Problem details:
Exact copies of all entries are expected.

* * * * * * * * *

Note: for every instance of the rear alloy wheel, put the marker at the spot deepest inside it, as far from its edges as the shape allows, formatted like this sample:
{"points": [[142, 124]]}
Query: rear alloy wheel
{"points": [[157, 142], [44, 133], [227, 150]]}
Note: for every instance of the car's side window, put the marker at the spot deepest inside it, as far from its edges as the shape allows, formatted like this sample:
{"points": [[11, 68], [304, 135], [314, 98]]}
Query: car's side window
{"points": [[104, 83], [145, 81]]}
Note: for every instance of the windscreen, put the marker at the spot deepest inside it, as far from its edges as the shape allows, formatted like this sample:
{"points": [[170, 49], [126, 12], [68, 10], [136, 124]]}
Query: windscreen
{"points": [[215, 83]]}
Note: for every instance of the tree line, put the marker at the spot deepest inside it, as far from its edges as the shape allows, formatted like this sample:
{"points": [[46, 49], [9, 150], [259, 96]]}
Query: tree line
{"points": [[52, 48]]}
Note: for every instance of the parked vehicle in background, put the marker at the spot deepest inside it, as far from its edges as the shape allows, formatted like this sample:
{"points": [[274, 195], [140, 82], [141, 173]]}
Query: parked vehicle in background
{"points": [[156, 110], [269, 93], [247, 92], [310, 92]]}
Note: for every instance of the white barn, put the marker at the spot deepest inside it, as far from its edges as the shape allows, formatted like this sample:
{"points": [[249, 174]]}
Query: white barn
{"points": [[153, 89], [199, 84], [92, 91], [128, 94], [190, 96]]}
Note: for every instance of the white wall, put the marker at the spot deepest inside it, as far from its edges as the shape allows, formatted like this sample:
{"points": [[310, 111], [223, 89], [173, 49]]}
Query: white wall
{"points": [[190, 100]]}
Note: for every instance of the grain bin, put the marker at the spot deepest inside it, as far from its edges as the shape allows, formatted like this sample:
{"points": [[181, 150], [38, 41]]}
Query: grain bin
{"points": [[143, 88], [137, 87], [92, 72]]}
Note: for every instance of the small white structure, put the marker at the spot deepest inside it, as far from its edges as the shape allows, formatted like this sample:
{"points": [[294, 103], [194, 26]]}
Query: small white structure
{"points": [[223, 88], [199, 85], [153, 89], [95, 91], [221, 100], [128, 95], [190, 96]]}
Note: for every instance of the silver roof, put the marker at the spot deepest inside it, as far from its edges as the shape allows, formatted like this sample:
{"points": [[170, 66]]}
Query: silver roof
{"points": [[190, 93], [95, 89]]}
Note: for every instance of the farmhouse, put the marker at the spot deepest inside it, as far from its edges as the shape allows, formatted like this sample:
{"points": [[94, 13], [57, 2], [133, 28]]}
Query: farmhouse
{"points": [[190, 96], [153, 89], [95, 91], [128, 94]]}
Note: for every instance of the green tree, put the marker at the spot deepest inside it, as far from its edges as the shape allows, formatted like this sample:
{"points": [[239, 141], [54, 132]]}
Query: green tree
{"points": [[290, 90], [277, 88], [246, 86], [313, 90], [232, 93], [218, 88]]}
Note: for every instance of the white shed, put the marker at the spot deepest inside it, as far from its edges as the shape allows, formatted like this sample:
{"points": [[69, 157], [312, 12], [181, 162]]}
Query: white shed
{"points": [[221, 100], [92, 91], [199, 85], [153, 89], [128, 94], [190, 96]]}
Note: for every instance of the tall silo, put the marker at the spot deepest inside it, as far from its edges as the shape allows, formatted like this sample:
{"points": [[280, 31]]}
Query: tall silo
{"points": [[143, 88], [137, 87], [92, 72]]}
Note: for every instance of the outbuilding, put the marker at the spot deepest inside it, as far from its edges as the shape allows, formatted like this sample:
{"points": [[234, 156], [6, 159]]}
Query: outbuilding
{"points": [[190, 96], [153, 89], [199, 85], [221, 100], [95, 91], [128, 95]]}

* * * * * * * * *

Result of this exercise:
Note: for every instance of the rear alloy wheel, put the marker at the spot deepest inside it, as far from its edges as the shape allows, formatted like this sample:
{"points": [[142, 124]]}
Query: rear alloy wheel
{"points": [[157, 142], [44, 133], [227, 150]]}
Note: for every instance of the car's side window, put the marker at the spot deepest inside it, as far from its edges as the shape allows, formatted like this sample:
{"points": [[11, 68], [304, 135], [314, 98]]}
Query: car's side window
{"points": [[104, 83], [145, 81]]}
Note: for every instance of the windscreen, put the marker at the spot deepest inside it, as far from its edges as the shape allows, formatted like this sample:
{"points": [[170, 49], [126, 12], [68, 10], [136, 124]]}
Query: windscreen
{"points": [[215, 83]]}
Note: for every instance of the tree line, put the marker at the spot deepest inside it, as far from its edges as the shape allows, formatted like this sample:
{"points": [[46, 49], [9, 150], [259, 96]]}
Query: tree line
{"points": [[52, 48]]}
Note: for every instance of the parked vehicle in background, put the marker at the spot deepest inside it, as far from its edges as the shape allows, formatted like this sample:
{"points": [[274, 195], [140, 82], [141, 173]]}
Query: parked vehicle in background
{"points": [[156, 110], [269, 93], [247, 92], [310, 92]]}
Note: for every instance of the white barn, put the marker at the spot deepest inside it, as far from its edges as the shape allows, formatted like this sample:
{"points": [[249, 174]]}
Query: white barn
{"points": [[153, 89], [199, 84], [92, 91], [128, 94], [190, 96]]}
Note: for every instance of the white wall, put the marker at the spot deepest inside it, as far from its edges as the shape allows, formatted like this sample:
{"points": [[310, 111], [223, 89], [173, 49]]}
Query: white wall
{"points": [[190, 100]]}
Note: for every instance of the grain bin, put the marker at the spot deepest inside it, as far from its edges as the shape allows, formatted like this sample:
{"points": [[181, 150], [38, 41]]}
Query: grain bin
{"points": [[143, 88], [137, 87], [92, 72]]}
Note: for every instance of the small white structure, put the marker at the spot deepest inside it, as far from its edges as the shape allows, formatted like this sample:
{"points": [[294, 103], [194, 26]]}
Query: small white structure
{"points": [[223, 88], [199, 85], [153, 89], [95, 91], [221, 100], [128, 95], [190, 96]]}
Note: for every instance of the silver roof, put the marker at the spot deepest inside it, as far from its edges as the shape allows, formatted like this sample:
{"points": [[170, 66]]}
Query: silver roof
{"points": [[190, 93], [95, 89]]}
Note: for every instance of the farmhouse, put the marker at the spot deepest inside it, as far from its edges as the shape allows, formatted like this sample:
{"points": [[94, 13], [57, 2], [133, 28]]}
Query: farmhouse
{"points": [[190, 96], [153, 89], [95, 91], [128, 94]]}
Note: for every instance of the green tree, put the marker at the spot deepest inside it, as far from its edges as the shape allows, formatted like this sample:
{"points": [[239, 141], [54, 132]]}
Query: green tree
{"points": [[290, 90], [277, 88], [246, 86], [313, 90], [232, 93], [218, 88]]}
Note: for every instance of the white shed, put the marker at the spot deepest inside it, as far from its edges as the shape allows, formatted like this sample:
{"points": [[69, 157], [312, 12], [181, 162]]}
Query: white shed
{"points": [[221, 100], [92, 91], [199, 85], [153, 89], [128, 94], [190, 96]]}
Note: for every instance of the tall silo, put the marker at the spot deepest inside it, as far from its edges as the shape allows, formatted like this sample:
{"points": [[280, 31]]}
Query: tall silo
{"points": [[143, 88], [137, 87], [92, 72]]}
Note: for every instance of the outbuilding, put the marker at the spot deepest inside it, as far from its edges as the shape allows, formatted like this sample:
{"points": [[234, 156], [6, 159]]}
Query: outbuilding
{"points": [[190, 96], [153, 89], [199, 85], [221, 100], [95, 91], [128, 95]]}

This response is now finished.